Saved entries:
^^^^
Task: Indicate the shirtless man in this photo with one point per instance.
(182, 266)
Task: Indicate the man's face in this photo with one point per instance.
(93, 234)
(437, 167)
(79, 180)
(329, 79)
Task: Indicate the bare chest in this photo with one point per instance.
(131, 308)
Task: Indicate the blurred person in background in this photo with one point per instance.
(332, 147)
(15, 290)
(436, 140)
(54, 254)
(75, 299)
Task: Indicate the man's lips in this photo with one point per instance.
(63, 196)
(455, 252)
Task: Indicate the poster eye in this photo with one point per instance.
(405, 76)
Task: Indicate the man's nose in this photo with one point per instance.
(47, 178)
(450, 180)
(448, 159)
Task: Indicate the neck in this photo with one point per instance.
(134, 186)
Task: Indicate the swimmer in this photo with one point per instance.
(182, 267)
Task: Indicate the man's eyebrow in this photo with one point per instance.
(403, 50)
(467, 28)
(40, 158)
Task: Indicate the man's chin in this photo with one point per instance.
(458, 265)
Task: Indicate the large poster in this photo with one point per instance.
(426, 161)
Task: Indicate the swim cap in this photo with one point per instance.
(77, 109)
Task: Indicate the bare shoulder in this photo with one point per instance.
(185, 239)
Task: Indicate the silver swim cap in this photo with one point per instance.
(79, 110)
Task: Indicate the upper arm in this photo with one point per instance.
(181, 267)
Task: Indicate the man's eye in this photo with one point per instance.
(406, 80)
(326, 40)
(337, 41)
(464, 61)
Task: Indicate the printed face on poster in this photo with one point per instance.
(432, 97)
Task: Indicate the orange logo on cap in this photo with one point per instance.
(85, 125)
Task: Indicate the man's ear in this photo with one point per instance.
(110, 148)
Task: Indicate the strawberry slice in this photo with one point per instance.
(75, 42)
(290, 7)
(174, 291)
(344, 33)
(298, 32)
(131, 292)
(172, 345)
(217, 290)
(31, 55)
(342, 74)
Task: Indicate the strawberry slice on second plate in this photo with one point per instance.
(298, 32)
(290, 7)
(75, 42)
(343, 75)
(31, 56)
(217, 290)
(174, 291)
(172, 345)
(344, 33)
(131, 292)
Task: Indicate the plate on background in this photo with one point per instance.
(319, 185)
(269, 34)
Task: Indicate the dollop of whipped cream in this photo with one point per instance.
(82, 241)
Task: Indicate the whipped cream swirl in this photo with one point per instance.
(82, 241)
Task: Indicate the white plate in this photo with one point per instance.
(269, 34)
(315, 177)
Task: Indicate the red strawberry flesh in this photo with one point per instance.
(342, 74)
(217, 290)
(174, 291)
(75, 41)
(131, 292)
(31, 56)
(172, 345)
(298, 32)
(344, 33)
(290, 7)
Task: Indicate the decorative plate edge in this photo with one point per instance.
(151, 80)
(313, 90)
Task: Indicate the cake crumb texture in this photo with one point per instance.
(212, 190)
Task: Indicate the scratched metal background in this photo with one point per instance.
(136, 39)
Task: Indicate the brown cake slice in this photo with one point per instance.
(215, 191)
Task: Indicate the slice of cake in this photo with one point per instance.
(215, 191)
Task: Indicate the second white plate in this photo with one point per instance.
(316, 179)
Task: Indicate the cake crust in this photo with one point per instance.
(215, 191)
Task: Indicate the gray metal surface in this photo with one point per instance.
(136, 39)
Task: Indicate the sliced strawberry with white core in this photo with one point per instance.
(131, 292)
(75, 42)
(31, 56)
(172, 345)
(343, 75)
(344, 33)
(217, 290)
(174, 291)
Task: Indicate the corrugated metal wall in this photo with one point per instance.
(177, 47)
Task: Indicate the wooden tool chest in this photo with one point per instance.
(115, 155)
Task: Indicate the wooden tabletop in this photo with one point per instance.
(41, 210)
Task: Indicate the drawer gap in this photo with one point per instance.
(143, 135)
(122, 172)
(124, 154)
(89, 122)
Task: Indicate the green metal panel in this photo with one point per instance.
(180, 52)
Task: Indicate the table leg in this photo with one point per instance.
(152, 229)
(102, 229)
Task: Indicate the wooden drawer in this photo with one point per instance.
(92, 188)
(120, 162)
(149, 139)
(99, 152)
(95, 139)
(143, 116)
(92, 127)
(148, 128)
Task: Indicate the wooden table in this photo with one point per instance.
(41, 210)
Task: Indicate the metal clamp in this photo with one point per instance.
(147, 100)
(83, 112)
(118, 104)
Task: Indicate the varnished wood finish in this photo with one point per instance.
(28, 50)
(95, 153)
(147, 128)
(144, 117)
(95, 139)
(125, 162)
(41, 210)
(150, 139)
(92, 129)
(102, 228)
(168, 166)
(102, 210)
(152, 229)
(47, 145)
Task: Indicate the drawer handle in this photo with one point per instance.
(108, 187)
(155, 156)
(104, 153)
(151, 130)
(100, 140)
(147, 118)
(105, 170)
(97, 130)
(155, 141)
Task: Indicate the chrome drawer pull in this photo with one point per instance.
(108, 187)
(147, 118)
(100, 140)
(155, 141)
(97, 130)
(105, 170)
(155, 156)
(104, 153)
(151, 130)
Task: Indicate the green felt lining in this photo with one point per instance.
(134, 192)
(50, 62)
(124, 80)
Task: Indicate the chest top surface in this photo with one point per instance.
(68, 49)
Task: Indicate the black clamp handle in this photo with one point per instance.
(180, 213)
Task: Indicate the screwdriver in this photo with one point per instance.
^^^^
REQUIREMENT ▸
Each line of the data must be returned exactly.

SOLUTION TO THE PROBLEM ▸
Task: Indicate the shirtless man in this photo with one point per instance.
(182, 266)
Task: Indicate the man's face in this photo with one point per instance.
(93, 234)
(437, 167)
(79, 180)
(329, 79)
Task: Indicate the bare chest in this photo with one point per instance.
(131, 308)
Task: Indicate the blurred person in background in this photo with one point per instance.
(332, 147)
(15, 290)
(436, 140)
(54, 254)
(75, 299)
Task: Indicate the man's lips in this photo with one point per instance.
(63, 196)
(455, 252)
Task: Indicate the poster eye in this photo with one point per instance.
(405, 76)
Task: Indicate the man's nose in this photo with one point per instance.
(47, 178)
(450, 180)
(448, 159)
Task: Indicate the neck in this photo with one point per instance.
(134, 186)
Task: Indicate the swimmer in this photo with one point per instance.
(182, 267)
Task: Indicate the man's eyebrow in this photo with one point per instance.
(403, 50)
(467, 28)
(40, 158)
Task: Indicate the man's chin in this photo with one point per instance.
(458, 265)
Task: Indicate the large poster in this photo with one point per instance.
(426, 161)
Task: Indicate the swim cap in this photo with one point per instance.
(77, 109)
Task: Indicate the bare shoulder in this photo with one point per instance.
(185, 239)
Task: Indicate the silver swim cap in this photo with one point per instance.
(79, 110)
Task: Indicate the upper arm in this photo with one point per instance.
(181, 267)
Task: Indicate the man's eye in this photo with one point per instance.
(406, 80)
(326, 40)
(337, 41)
(464, 61)
Task: Indicate the printed face on poster in this photo with one point per instance.
(432, 97)
Task: Indicate the orange logo on cap in this photo with one point per instance.
(85, 125)
Task: Indicate the man's ear in this photo with one point per instance.
(110, 148)
Task: Indicate the strawberry slice in this photo with one point per instance.
(75, 42)
(290, 7)
(174, 291)
(344, 33)
(298, 32)
(131, 292)
(172, 345)
(217, 290)
(31, 55)
(342, 74)
Task: Indicate the strawberry slice on second plate in this photo with one point per instance.
(298, 32)
(290, 7)
(75, 42)
(343, 75)
(31, 56)
(217, 290)
(174, 291)
(172, 345)
(344, 33)
(131, 292)
Task: Indicate the plate on background in this photo with one point per instance.
(319, 185)
(269, 34)
Task: Indicate the dollop of whipped cream in this photo with one point per instance.
(82, 241)
Task: Indicate the whipped cream swirl in this photo with one point per instance.
(82, 241)
Task: Indicate the white plate in this photo with one point per instance.
(269, 34)
(315, 177)
Task: Indicate the red strawberry flesh in this photo with one point per instance.
(342, 74)
(217, 290)
(174, 291)
(75, 41)
(131, 292)
(31, 56)
(172, 345)
(298, 32)
(344, 33)
(290, 7)
Task: Indicate the decorative plate edge in this photo with one point per instance.
(151, 80)
(313, 90)
Task: Indicate the cake crumb texture in this photo with one point per instance.
(212, 190)
Task: Indicate the scratched metal background in this photo with one point per instance.
(136, 39)
Task: Indicate the brown cake slice in this photo with one point per instance.
(215, 191)
Task: Indicate the slice of cake in this photo with one point per instance.
(215, 191)
Task: Indicate the second white plate in this photo with one point per instance.
(316, 179)
Task: Indicate the cake crust in this photo with one point per instance.
(215, 191)
Task: Indicate the gray metal surface in this photo with one point per instance.
(136, 39)
Task: Indicate the sliced strawberry with white core in this photo with one point per instance.
(131, 292)
(75, 42)
(31, 56)
(172, 345)
(343, 75)
(344, 33)
(217, 290)
(174, 291)
Task: Indicate the corrugated metal wall in this photo with one point per instance.
(177, 47)
Task: Indicate the wooden tool chest in this photo with one point per instance.
(115, 155)
Task: Indicate the wooden tabletop in this photo with one point per instance.
(41, 210)
Task: Indicate the drawer gap in this photo with one point per instance.
(143, 135)
(122, 172)
(124, 154)
(89, 122)
Task: Indicate the green metal panel in this photo with one point per instance.
(180, 52)
Task: Indicate the table leg in this photo with one point per instance.
(152, 229)
(102, 229)
Task: Indicate the wooden drawer in this photo with one point per instance.
(92, 188)
(120, 162)
(149, 139)
(99, 152)
(95, 139)
(143, 116)
(92, 127)
(148, 128)
Task: Indicate the wooden table in this photo with one point per instance.
(41, 210)
Task: Indicate the metal clamp in this photo with one point per instance.
(147, 100)
(83, 112)
(118, 104)
Task: Indicate the varnished wood finish in this photo with one point per instance.
(28, 50)
(95, 153)
(147, 128)
(144, 117)
(95, 139)
(125, 162)
(41, 210)
(150, 139)
(92, 129)
(102, 228)
(168, 166)
(102, 210)
(152, 229)
(47, 145)
Task: Indicate the drawer handle in this photo with one point per instance.
(108, 187)
(155, 156)
(104, 153)
(151, 130)
(100, 140)
(147, 118)
(105, 170)
(97, 130)
(155, 141)
Task: Indicate the chrome drawer pull in this photo with one point per instance.
(108, 187)
(147, 118)
(100, 140)
(155, 141)
(97, 130)
(105, 170)
(155, 156)
(104, 153)
(151, 130)
Task: Indicate the green felt lining in this photo with one point per instance.
(134, 192)
(50, 62)
(124, 80)
Task: Indicate the chest top surface in this photo with one point per instance.
(68, 49)
Task: Indicate the black clamp handle in this photo with one point per instance.
(180, 213)
Task: Indicate the screwdriver in this photo with one point per instance.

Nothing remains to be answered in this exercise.